----- DATASET

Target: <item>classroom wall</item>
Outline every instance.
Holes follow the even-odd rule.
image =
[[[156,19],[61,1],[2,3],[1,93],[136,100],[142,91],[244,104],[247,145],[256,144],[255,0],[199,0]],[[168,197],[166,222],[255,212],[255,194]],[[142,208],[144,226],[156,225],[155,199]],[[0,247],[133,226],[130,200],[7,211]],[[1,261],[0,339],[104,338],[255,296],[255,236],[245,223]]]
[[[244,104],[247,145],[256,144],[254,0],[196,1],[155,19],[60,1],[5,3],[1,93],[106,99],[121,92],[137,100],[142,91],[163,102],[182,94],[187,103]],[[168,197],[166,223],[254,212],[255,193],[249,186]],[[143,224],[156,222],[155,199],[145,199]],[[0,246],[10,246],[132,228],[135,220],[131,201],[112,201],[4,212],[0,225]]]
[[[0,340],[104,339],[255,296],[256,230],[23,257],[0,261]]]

----------

** WHAT IS BEING ASKED **
Can you lay out every line of the records above as a Markdown table, with the columns Row and Content, numbering each row and leaving out blank lines?

** OUTPUT FOR THIS TASK **
| Row | Content |
|---|---|
| 1 | Target: <item>classroom wall</item> |
| 2 | Outline every instance. |
| 3 | Holes follow the even-odd rule. |
| 4 | image = |
| 5 | [[[156,19],[61,1],[2,3],[1,93],[136,100],[142,91],[244,104],[247,145],[256,144],[255,0],[199,0]],[[168,197],[166,222],[255,212],[255,194]],[[142,208],[144,226],[156,225],[155,199]],[[0,247],[133,226],[130,200],[7,211]],[[1,261],[0,339],[104,338],[255,296],[255,236],[245,223]]] |
| 6 | [[[244,104],[247,145],[256,144],[254,0],[196,1],[155,19],[60,1],[5,3],[1,93],[106,99],[121,92],[137,100],[142,91],[163,102],[182,94],[187,103]],[[168,197],[166,223],[254,212],[255,193],[249,186]],[[143,224],[156,222],[155,199],[145,199]],[[0,246],[10,246],[132,228],[135,220],[131,201],[112,201],[4,212],[0,225]]] |
| 7 | [[[0,340],[104,339],[255,296],[256,230],[23,257],[0,261]]] |